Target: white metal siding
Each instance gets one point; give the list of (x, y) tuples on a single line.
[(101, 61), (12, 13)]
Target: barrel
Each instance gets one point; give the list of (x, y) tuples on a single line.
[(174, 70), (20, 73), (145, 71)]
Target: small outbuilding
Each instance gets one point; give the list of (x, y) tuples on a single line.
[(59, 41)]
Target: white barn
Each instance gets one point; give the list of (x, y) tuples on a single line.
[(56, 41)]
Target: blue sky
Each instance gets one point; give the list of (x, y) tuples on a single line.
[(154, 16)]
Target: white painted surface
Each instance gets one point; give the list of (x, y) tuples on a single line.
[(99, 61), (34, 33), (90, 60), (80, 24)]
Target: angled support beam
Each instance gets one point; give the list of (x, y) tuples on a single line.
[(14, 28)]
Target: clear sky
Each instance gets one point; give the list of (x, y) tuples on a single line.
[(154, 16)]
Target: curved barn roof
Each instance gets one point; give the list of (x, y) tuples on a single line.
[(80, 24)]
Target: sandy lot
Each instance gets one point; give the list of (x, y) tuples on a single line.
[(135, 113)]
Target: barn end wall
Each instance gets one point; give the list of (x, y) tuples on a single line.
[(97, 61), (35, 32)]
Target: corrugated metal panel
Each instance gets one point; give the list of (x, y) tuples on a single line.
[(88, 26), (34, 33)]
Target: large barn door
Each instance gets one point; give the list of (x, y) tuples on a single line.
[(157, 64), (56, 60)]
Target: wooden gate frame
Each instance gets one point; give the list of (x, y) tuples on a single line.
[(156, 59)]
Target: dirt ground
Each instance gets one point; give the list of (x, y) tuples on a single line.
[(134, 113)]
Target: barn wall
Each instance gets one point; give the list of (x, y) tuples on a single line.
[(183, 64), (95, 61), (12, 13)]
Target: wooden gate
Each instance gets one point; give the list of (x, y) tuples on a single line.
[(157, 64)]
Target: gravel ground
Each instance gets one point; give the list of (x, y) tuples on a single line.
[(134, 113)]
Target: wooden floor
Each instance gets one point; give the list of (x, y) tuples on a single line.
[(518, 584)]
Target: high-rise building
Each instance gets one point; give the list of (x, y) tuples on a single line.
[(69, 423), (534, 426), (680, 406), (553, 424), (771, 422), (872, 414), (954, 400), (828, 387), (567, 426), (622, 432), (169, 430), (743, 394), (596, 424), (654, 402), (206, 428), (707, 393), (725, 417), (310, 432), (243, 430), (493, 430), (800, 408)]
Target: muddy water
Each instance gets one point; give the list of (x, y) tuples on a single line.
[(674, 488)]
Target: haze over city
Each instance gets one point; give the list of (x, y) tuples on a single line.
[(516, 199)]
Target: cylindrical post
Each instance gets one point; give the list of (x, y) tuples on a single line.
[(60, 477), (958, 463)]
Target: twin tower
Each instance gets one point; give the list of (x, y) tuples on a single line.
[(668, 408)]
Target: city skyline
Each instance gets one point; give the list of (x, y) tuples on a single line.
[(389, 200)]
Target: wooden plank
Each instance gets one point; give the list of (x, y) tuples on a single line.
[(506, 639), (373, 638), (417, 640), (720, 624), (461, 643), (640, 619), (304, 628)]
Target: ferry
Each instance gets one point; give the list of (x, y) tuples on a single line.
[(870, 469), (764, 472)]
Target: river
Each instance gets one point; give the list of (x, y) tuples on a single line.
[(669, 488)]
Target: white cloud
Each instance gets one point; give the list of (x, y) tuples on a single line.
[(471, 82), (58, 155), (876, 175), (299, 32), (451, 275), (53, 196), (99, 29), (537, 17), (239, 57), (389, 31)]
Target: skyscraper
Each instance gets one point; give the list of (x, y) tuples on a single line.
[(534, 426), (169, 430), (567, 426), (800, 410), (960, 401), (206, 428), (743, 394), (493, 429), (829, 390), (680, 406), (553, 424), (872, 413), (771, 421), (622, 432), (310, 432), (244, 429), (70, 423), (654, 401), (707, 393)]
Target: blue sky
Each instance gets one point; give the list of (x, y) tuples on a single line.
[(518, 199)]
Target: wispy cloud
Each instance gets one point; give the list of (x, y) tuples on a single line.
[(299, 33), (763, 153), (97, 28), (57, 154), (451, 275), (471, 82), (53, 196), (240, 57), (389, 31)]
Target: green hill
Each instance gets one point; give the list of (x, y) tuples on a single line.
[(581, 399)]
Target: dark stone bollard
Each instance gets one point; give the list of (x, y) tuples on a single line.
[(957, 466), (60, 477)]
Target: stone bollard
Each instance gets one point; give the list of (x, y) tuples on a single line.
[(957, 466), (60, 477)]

> Aim of the exercise
Reproduce each of the records above word for word, keeping every line as it appears.

> Task response
Target: white metal siding
Each instance gets one point; give the list of (x, y) tuples on a single line.
[(101, 61), (12, 13)]
Target: barrel
Each instance gets one point; give the list of (x, y) tuples on a single line.
[(174, 70), (20, 73), (145, 71)]
Target: small outbuilding
Each instance gets one point; give the list of (x, y) tuples on a single line.
[(59, 41)]
Target: white barn
Each instance gets one point; give the list of (x, y) tuples on a single line.
[(56, 41)]
Target: blue sky
Each instance gets one point; give the list of (x, y) tuples on a single line.
[(154, 16)]
Target: white painted surface
Each instance gets one point; give the list of (x, y) tuples on a single line.
[(99, 61), (34, 33), (90, 60), (80, 24)]
Target: angled support beam
Each instance gets one point; give the list of (x, y) tuples on a single line.
[(14, 28)]
Target: clear sky
Each instance gets one point; give the list of (x, y) tuples on a single line.
[(154, 16)]
Target: curved barn roof
Each instance gets one point; give the list of (x, y) tuples on a single line.
[(80, 24)]
Target: sandy lot
Each instance gets one point; give the list of (x, y) tuples on a single line.
[(135, 113)]
Target: barn end wall
Each instance gets one point; give the list of (x, y) tuples on a single line.
[(97, 61), (35, 32)]
Target: corrugated metal panel
Each instance gets one point; give the list of (x, y) tuples on a single line.
[(88, 26), (34, 33)]
Target: large barn door
Each instance gets one point; give the list of (x, y) tuples on a single line.
[(157, 64), (56, 60)]
Target: wooden gate frame
Each instance gets one point; give the list of (x, y) tuples on a single line.
[(156, 59)]
Target: dirt ground
Each instance gets one point; give the list of (x, y) tuples on a single line.
[(134, 113)]
Target: barn wall
Each instance gets one point; give the list of (x, y) tuples on a single line.
[(183, 64), (95, 61), (12, 13)]
Target: wooden gate
Each instance gets one point; give the list of (x, y) tuples on a single line.
[(157, 64)]
Target: gravel ground
Each instance gets one point; give the list of (x, y) tuples on a single line.
[(134, 113)]
Target: wooden floor
Each instance gets one point; give the list of (x, y) tuples on a single line.
[(518, 584)]
Target: high-rise building
Each instance gets one point; give the list of (x, y) tuples on a single line.
[(69, 423), (534, 426), (680, 406), (553, 424), (771, 422), (872, 414), (954, 400), (828, 387), (567, 426), (622, 432), (169, 430), (743, 394), (596, 424), (654, 402), (206, 428), (707, 393), (725, 417), (310, 432), (243, 430), (493, 430), (800, 408)]
Target: muddy water
Each instance gets one point; give the list of (x, y) tuples on a single line.
[(674, 488)]
Target: haze over city
Each instance gets one point; give the list of (x, y) tuples on a single line.
[(516, 199)]
Target: cylindrical post
Each instance gets one point; give the list of (x, y) tuples on a single line.
[(60, 477), (958, 463)]
Target: twin tower
Each instance gets one point; give the list of (x, y) tuples on a single line.
[(668, 408)]
Target: city skyline
Each instance gets one point; give the list of (x, y) tuples on a single line.
[(389, 200)]
Target: wooden plank
Each instance gets one point; give the list of (x, y) tuples on a single line.
[(506, 639), (373, 638), (417, 640), (720, 624), (461, 643), (640, 619), (304, 628)]
Target: ferry
Each instance gets one point; give the list of (x, y) tuples on a single line.
[(870, 469), (764, 472)]
Target: river
Each instance gets one point; give the list of (x, y) tuples on a single line.
[(669, 488)]
Target: white cloud
Each instance gets one point; give the list of (x, y) tuples on a single line.
[(471, 82), (58, 155), (876, 175), (299, 32), (451, 275), (53, 196), (99, 29), (537, 17), (239, 57), (389, 31)]
Target: skyscraper
Each instance gets one point; give the list of (x, y) tuples on a single line.
[(534, 426), (169, 430), (567, 426), (800, 410), (960, 401), (206, 428), (743, 394), (493, 429), (829, 390), (680, 406), (553, 424), (872, 413), (771, 421), (622, 432), (310, 432), (244, 429), (70, 423), (654, 401), (707, 393)]
Target: blue sky
Each instance gets one point; give the list of (x, y) tuples on a single line.
[(518, 199)]
Target: wispy cloud
Each instance gets one point; give the list of (x, y) tuples on a single line.
[(299, 33), (763, 153), (97, 28), (57, 154), (451, 275), (471, 82), (53, 196), (240, 57), (389, 31)]
Target: green hill
Each instance gets one point; give the list of (x, y) tuples on a single line.
[(581, 399)]
Target: dark stone bollard
Each instance gets one point; give the list of (x, y) tuples on a single line.
[(957, 466), (60, 477)]
Target: stone bollard
Each instance gets one point; give the list of (x, y) tuples on a single line.
[(957, 466), (60, 477)]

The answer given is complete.